AUFGABE
Gib an, wie viele Zeilen der folgenden Einträge das Wort „satellite“ enthalten, und nenne dabei nur die Zahl.

GEZEIGTE EINTRÄGE
-----
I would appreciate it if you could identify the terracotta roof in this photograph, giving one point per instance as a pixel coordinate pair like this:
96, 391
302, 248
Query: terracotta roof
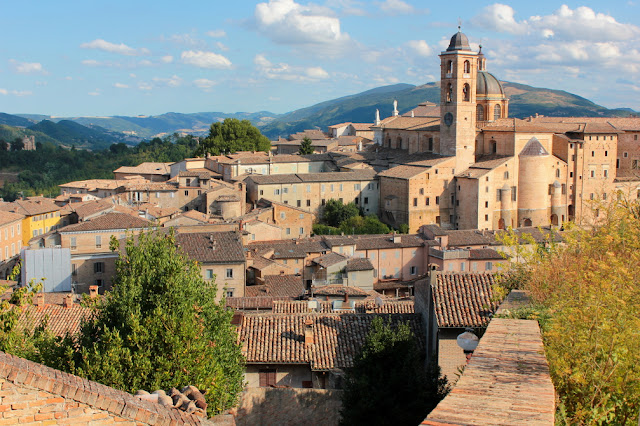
60, 320
506, 382
464, 299
362, 307
359, 264
403, 172
95, 395
30, 207
278, 286
280, 338
340, 290
7, 217
107, 222
329, 259
146, 168
482, 254
385, 241
89, 208
212, 247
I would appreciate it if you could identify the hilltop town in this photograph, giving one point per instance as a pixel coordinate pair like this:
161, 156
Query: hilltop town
450, 181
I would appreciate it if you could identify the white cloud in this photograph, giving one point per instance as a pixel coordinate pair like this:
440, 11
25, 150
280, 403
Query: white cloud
420, 47
121, 49
173, 81
205, 59
288, 22
27, 67
204, 83
283, 71
501, 18
396, 7
217, 33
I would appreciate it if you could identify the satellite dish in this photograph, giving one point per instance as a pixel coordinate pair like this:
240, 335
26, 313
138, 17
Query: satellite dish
468, 341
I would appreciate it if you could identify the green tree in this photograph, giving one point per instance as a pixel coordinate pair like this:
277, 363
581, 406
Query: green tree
161, 327
17, 145
388, 383
588, 288
233, 135
335, 212
305, 146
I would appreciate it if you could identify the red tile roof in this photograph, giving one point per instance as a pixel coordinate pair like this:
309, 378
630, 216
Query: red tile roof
108, 222
464, 299
280, 338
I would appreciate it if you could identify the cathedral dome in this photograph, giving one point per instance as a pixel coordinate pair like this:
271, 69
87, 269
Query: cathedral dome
459, 41
488, 85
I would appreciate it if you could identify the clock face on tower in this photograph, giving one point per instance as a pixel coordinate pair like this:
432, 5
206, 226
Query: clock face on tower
448, 119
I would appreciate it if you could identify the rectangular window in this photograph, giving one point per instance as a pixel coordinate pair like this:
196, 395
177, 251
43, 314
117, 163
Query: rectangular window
267, 378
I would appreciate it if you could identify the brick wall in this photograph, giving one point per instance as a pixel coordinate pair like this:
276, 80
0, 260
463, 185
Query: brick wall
31, 393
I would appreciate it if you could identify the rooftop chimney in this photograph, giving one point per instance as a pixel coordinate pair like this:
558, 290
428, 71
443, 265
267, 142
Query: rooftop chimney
68, 301
308, 332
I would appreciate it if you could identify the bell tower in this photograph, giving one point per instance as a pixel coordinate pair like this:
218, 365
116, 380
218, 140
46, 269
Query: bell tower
458, 77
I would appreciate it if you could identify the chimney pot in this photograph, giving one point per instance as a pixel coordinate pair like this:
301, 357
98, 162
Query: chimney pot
68, 301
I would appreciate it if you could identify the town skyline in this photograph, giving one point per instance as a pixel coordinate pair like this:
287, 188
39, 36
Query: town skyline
282, 55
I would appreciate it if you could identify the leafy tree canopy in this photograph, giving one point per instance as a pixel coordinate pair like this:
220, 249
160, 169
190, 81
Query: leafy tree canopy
389, 384
233, 135
589, 302
305, 146
161, 327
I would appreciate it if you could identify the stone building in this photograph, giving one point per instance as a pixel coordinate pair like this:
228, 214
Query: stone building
504, 172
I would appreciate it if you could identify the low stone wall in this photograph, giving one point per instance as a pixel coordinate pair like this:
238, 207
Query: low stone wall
289, 406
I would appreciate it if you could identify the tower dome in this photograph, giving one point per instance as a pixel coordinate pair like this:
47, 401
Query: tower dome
488, 86
459, 41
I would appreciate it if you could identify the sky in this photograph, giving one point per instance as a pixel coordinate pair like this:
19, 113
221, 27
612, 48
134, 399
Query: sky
137, 57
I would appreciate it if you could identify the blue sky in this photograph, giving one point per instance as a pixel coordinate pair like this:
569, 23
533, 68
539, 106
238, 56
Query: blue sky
72, 58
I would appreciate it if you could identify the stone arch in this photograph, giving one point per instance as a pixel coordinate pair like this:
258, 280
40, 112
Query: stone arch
497, 112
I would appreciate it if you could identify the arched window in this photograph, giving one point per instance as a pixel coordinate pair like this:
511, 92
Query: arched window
497, 112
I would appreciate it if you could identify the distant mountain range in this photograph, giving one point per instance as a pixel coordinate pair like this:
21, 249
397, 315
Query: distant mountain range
101, 132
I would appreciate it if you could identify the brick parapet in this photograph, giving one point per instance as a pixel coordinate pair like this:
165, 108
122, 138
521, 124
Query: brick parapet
59, 393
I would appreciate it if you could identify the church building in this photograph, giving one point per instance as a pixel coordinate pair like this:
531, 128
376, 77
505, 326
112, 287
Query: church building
489, 171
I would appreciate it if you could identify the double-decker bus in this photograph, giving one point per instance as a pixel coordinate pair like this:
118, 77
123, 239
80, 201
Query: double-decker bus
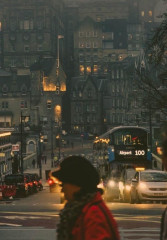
121, 146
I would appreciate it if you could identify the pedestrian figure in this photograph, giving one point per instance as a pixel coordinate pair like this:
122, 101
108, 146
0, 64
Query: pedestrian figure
33, 163
163, 230
85, 215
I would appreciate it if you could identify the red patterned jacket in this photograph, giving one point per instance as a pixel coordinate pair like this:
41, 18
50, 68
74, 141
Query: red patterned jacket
95, 222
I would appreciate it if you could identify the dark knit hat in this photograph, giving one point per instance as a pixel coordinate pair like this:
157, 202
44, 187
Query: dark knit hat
79, 171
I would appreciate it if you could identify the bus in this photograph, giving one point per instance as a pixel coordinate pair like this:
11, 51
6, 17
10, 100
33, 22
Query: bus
123, 146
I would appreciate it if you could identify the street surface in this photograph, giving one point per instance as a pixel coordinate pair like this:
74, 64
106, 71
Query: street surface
36, 216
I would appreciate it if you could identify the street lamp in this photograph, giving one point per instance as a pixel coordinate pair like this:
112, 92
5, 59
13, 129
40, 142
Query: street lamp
23, 118
58, 50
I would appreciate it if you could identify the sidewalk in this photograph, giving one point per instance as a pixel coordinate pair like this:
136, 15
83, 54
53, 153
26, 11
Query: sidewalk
78, 148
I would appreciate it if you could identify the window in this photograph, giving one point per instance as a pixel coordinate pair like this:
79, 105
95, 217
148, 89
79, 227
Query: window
81, 45
88, 44
13, 62
39, 48
150, 13
81, 34
26, 61
23, 90
81, 57
49, 104
108, 44
89, 93
74, 94
122, 73
26, 48
40, 23
88, 58
88, 34
93, 108
95, 45
117, 73
95, 69
88, 108
138, 46
26, 24
82, 69
142, 13
88, 69
130, 36
4, 89
95, 58
23, 104
5, 105
80, 93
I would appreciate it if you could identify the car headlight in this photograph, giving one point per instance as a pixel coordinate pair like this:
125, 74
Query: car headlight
142, 185
128, 187
111, 183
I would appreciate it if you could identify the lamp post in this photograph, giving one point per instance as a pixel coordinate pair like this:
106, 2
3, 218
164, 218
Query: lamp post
58, 50
52, 153
21, 141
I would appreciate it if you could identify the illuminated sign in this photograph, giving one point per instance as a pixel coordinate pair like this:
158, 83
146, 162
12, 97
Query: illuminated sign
15, 147
132, 152
125, 152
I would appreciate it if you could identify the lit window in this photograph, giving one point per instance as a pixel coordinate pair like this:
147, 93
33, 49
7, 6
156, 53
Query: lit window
98, 19
150, 13
142, 13
13, 62
26, 61
88, 69
82, 69
88, 44
95, 68
39, 48
49, 104
81, 45
95, 45
81, 34
4, 105
88, 34
23, 104
26, 48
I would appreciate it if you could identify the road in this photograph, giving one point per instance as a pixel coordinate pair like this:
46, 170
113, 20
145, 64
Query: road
36, 217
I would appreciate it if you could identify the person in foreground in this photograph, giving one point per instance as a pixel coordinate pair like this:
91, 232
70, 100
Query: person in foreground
163, 230
85, 215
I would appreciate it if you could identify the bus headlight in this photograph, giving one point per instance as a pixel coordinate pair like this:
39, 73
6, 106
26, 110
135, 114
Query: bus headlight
142, 185
111, 183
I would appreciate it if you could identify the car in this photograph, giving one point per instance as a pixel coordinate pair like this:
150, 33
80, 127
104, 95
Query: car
21, 181
125, 184
111, 191
53, 184
149, 185
36, 182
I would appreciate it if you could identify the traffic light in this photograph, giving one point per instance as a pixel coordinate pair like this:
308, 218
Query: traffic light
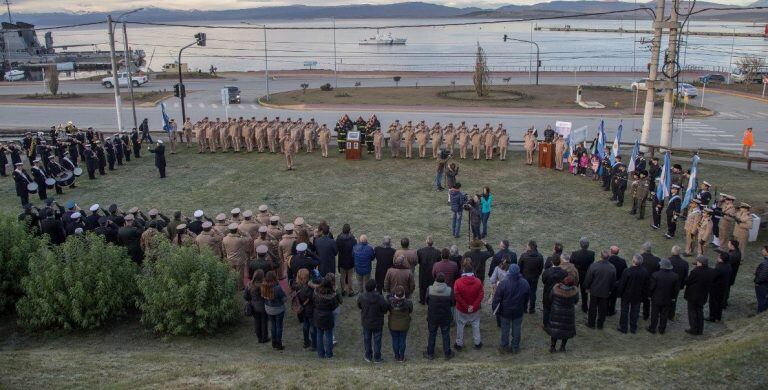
179, 90
200, 37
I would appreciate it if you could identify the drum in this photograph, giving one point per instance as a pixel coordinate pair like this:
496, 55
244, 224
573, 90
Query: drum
65, 179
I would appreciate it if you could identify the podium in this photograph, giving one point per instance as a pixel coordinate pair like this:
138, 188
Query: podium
546, 155
354, 145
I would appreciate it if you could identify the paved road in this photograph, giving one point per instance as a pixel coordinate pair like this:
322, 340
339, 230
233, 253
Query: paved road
722, 131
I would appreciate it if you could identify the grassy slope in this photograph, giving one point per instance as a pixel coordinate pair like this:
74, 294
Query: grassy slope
393, 197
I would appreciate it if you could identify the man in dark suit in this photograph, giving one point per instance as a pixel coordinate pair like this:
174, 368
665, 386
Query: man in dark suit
582, 259
696, 293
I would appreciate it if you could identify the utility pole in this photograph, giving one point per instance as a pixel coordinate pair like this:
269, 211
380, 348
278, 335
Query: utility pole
335, 74
128, 61
266, 63
658, 25
671, 70
115, 81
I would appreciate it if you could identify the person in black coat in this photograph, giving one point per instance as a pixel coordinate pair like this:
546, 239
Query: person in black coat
662, 289
562, 319
582, 259
632, 288
620, 265
345, 242
531, 265
326, 250
679, 267
734, 259
551, 276
696, 292
159, 152
651, 265
427, 256
673, 210
721, 284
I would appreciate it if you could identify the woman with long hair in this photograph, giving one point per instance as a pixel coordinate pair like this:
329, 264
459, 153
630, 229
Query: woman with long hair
274, 306
485, 209
252, 296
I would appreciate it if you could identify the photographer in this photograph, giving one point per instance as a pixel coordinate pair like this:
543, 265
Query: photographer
442, 159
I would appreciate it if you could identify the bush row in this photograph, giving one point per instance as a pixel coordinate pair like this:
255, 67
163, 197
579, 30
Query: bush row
85, 283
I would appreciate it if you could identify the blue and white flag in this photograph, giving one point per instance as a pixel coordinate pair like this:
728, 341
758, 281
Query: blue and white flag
665, 180
635, 151
616, 144
600, 147
166, 121
690, 192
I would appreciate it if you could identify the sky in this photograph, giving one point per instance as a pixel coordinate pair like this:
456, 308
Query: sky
108, 5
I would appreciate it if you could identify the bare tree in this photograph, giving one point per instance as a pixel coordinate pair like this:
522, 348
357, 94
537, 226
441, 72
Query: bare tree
482, 82
52, 79
749, 66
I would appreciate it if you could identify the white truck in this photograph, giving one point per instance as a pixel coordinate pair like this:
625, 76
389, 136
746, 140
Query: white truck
122, 78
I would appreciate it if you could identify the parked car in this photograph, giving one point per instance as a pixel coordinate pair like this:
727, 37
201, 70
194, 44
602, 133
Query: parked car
234, 94
685, 89
642, 85
122, 78
712, 79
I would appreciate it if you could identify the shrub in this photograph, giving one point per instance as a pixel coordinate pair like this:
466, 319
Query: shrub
80, 284
17, 244
187, 292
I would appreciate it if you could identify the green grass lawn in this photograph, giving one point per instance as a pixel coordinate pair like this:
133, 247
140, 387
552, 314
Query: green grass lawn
395, 197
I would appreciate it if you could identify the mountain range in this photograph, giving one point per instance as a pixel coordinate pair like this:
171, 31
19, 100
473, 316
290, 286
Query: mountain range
413, 10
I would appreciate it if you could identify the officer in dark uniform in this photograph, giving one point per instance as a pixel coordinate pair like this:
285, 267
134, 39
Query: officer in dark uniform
615, 170
673, 211
704, 196
90, 162
109, 148
620, 183
101, 157
136, 142
159, 152
39, 175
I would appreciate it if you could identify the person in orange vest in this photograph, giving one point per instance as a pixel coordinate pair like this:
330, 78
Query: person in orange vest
747, 142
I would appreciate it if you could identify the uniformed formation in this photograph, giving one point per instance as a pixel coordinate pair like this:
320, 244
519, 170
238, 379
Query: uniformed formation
54, 158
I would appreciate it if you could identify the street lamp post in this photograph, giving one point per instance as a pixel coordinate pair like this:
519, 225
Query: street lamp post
538, 63
266, 57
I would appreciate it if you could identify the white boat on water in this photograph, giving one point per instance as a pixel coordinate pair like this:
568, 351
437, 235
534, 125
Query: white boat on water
383, 39
14, 75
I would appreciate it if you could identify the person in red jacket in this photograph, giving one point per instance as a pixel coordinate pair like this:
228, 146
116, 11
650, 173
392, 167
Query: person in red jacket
468, 293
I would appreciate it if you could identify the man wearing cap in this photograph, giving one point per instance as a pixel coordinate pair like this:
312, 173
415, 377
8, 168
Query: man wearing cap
274, 228
696, 293
196, 226
130, 237
208, 238
662, 290
263, 216
743, 220
221, 224
704, 231
237, 250
22, 179
285, 245
673, 211
692, 226
248, 226
265, 239
159, 152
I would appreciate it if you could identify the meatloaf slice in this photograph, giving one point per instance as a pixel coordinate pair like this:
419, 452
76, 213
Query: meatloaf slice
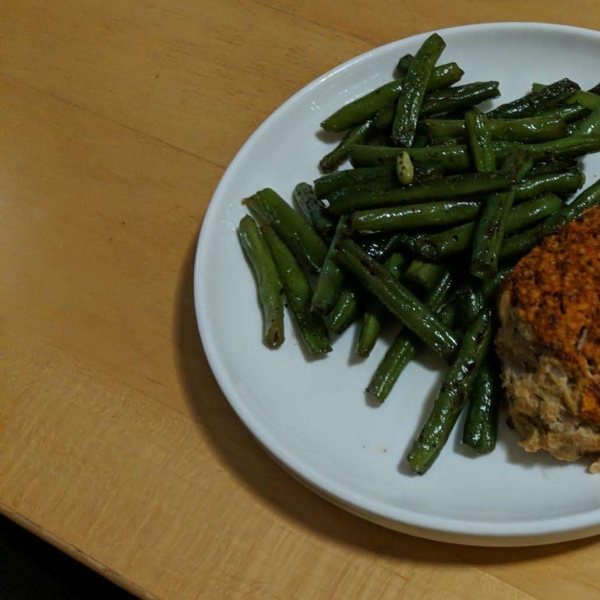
-----
LÖSUNG
2